COVID Statement
The (SCOPUS/ISI) GLOCAL COMELA 2022 will be held on July 19-23, 2022, at the National and Kapodistrian University of Athens, in Greece.
The past few months have seen the COVID-19 virus disrupt the globe as a pandemic unprecedented in modern time, and has forced a change in lifestyle, economy, law, and academic and educational approaches. It is everyone’s hope that solutions to the adverse consequences of COVID-19 are immediately found, and The GLOCAL COMELA is at the fore of efforts to seek solutions. It is The GLOCAL COMELA’s job to disseminate Sociological and Anthropological information pertaining to the virus and its effects on global society. It is also The GLOCAL COMELA’s hope that the virus is eradicated effectively, efficiently, and with minimized devastation.

_Records provided:_
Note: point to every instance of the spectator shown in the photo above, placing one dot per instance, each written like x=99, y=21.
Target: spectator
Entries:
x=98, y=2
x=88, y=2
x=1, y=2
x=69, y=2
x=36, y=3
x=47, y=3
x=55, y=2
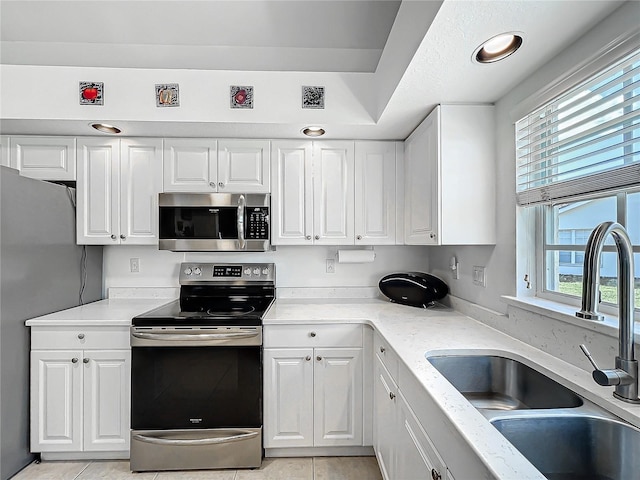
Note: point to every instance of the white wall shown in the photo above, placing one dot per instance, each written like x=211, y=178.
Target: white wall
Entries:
x=296, y=267
x=503, y=278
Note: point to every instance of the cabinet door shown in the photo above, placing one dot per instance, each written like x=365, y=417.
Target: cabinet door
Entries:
x=190, y=165
x=140, y=183
x=106, y=399
x=422, y=153
x=288, y=397
x=417, y=457
x=98, y=191
x=385, y=417
x=292, y=195
x=4, y=151
x=333, y=193
x=243, y=166
x=46, y=158
x=375, y=193
x=338, y=397
x=56, y=401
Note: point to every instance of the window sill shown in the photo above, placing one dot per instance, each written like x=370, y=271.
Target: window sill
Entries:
x=566, y=313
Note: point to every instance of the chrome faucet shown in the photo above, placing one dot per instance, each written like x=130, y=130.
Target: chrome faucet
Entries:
x=625, y=375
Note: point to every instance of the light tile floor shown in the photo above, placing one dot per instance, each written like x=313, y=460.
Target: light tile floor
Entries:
x=316, y=468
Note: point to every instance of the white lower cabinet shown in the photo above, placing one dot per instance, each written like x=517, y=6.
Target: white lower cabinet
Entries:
x=403, y=449
x=313, y=395
x=79, y=396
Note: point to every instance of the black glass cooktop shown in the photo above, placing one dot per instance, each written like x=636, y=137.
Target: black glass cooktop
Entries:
x=233, y=311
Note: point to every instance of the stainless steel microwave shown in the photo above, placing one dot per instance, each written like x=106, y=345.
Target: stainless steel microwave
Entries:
x=214, y=222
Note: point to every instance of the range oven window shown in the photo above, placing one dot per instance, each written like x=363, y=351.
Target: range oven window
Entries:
x=199, y=222
x=197, y=387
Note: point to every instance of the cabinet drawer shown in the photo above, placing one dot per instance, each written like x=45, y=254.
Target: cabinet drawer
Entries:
x=313, y=335
x=387, y=356
x=51, y=338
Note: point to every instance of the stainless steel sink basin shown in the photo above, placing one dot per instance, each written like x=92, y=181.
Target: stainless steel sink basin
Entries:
x=498, y=383
x=575, y=447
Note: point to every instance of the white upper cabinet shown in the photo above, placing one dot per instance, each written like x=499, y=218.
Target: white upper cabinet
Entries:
x=4, y=151
x=450, y=178
x=45, y=158
x=313, y=193
x=333, y=193
x=205, y=165
x=117, y=191
x=141, y=181
x=190, y=165
x=244, y=166
x=292, y=196
x=375, y=193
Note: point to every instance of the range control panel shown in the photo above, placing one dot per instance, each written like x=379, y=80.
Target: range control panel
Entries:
x=191, y=273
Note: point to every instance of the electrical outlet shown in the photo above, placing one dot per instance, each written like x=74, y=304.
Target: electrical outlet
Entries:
x=479, y=277
x=134, y=265
x=331, y=265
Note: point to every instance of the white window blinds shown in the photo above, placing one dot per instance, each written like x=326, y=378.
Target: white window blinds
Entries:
x=586, y=141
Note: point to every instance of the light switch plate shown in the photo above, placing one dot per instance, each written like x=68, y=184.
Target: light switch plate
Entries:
x=479, y=277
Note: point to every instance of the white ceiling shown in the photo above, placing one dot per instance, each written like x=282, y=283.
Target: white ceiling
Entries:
x=313, y=35
x=413, y=54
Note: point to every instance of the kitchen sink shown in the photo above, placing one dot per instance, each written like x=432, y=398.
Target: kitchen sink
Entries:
x=575, y=447
x=498, y=383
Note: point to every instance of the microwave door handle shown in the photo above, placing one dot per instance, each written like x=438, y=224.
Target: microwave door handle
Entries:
x=241, y=211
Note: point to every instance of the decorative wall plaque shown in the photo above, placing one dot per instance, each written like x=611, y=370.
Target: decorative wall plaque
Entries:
x=167, y=95
x=312, y=97
x=91, y=93
x=241, y=97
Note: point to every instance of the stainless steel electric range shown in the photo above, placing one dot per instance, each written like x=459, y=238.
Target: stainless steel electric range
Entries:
x=196, y=371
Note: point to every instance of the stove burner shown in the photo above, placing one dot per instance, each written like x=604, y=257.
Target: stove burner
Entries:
x=232, y=312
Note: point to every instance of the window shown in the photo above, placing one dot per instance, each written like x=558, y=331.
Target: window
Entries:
x=578, y=166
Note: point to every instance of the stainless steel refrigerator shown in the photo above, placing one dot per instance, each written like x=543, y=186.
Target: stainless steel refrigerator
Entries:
x=42, y=270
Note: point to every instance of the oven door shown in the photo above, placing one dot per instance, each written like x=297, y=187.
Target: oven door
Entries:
x=195, y=386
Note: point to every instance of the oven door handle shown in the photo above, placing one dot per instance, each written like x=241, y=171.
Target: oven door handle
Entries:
x=194, y=336
x=243, y=435
x=241, y=212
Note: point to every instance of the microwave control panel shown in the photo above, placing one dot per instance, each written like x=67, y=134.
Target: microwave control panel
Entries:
x=257, y=223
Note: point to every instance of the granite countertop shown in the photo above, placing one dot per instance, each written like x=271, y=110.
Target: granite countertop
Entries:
x=413, y=333
x=109, y=312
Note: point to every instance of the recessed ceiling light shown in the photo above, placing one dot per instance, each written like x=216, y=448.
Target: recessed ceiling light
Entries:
x=105, y=128
x=313, y=131
x=497, y=48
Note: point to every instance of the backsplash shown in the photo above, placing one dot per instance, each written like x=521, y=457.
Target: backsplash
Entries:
x=297, y=267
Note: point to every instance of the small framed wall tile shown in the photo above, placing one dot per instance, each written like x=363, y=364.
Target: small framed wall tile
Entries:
x=91, y=93
x=312, y=97
x=241, y=97
x=167, y=95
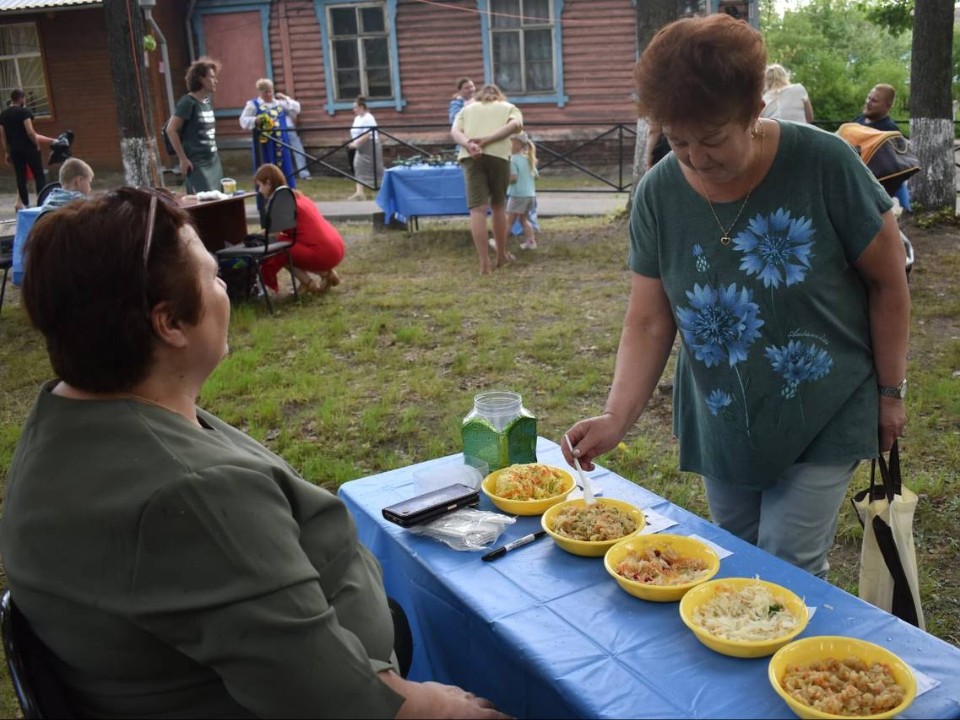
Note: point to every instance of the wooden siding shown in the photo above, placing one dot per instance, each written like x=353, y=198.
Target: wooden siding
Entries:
x=438, y=44
x=74, y=44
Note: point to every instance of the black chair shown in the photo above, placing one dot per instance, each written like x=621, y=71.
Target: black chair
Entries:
x=402, y=637
x=6, y=262
x=30, y=663
x=47, y=189
x=279, y=215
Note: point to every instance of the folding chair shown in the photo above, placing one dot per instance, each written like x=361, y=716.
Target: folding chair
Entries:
x=279, y=215
x=29, y=661
x=6, y=262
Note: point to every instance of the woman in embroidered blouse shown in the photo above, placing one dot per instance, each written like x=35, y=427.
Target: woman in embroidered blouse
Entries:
x=174, y=566
x=271, y=110
x=773, y=251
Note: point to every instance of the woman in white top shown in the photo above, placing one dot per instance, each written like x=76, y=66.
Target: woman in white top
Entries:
x=785, y=100
x=368, y=161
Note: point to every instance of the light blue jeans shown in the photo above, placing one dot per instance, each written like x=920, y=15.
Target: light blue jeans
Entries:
x=796, y=519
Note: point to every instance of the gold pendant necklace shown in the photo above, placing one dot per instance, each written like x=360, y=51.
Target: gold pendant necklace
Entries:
x=725, y=232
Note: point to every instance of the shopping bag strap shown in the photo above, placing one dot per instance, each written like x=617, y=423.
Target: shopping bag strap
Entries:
x=889, y=473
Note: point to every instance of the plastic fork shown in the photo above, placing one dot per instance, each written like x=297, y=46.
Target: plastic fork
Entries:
x=588, y=497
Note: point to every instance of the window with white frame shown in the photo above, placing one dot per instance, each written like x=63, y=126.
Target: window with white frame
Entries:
x=21, y=66
x=361, y=51
x=522, y=43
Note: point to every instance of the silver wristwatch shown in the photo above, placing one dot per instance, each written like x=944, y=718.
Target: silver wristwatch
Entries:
x=897, y=391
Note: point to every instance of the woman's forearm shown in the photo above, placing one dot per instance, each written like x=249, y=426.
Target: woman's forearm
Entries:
x=646, y=341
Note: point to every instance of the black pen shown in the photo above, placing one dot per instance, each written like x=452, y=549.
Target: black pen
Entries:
x=519, y=542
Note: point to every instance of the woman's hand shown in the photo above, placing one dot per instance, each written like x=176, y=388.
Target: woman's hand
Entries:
x=591, y=438
x=436, y=700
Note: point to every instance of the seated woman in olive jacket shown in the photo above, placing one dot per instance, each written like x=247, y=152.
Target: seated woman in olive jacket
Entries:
x=174, y=566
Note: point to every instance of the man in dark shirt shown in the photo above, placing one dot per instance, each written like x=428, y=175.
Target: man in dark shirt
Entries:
x=876, y=114
x=21, y=144
x=876, y=109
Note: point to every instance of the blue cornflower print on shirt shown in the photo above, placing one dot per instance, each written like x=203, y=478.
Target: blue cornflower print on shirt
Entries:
x=702, y=263
x=798, y=362
x=717, y=400
x=721, y=324
x=776, y=248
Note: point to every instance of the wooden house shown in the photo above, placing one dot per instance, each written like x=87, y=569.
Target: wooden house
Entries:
x=566, y=64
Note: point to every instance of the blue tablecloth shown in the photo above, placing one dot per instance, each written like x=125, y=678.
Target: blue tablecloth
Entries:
x=544, y=633
x=25, y=220
x=417, y=190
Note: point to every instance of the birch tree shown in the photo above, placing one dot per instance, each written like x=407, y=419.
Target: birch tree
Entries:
x=651, y=16
x=931, y=106
x=138, y=147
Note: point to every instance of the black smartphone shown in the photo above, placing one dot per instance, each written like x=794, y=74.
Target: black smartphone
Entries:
x=430, y=505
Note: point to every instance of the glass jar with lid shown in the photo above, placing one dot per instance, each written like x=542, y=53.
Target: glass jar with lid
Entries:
x=499, y=431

_Tasks to perform:_
a – Reproduce the part of the COVID statement starting at "COVID Statement" and ending at "Athens, in Greece.".
b – According to the COVID statement, where will The GLOCAL COMELA 2022 be held?
c – Carry on the COVID statement from its last sentence.

_Answers to the exercises:_
a –
COVID Statement
The (SCOPUS/ISI) GLOCAL COMELA 2022 will be held on July 19-23, 2022, at the National and Kapodistrian University of Athens, in Greece.

b – At the National and Kapodistrian University of Athens, in Greece.

c –
The (SCOPUS/ISI) GLOCAL COMELA 2022 in Greece in July, 2022, we believe, will be at a time when the Corona virus has been fully contained and eradicated, and when we can look back and see the virus as a past occurrence, while we again live as we did prior to the virus, knowing that we can once again interact with freedom. The GLOCAL COMELA 2022 aims to ground understandings of, and the application of, these new global networks, where people globally network and subsequently engage in academic thought and praxis. We are certain that The GLOCAL COMELA 2022 conference will be at a time when people will again interact in freedom, and not in patent fear of the virus. The conference will be, we are certain, at a time when we as a world have grown significantly to develop renewed consciousnesses of the benefits of social interaction, the difficulties of isolation, and new ways of applying online technologies for the betterment of humanity. As such, humanity will become more effectively predisposed so as to resolve and even counter adversities that alter our lifestyles and that may effect such a global panic.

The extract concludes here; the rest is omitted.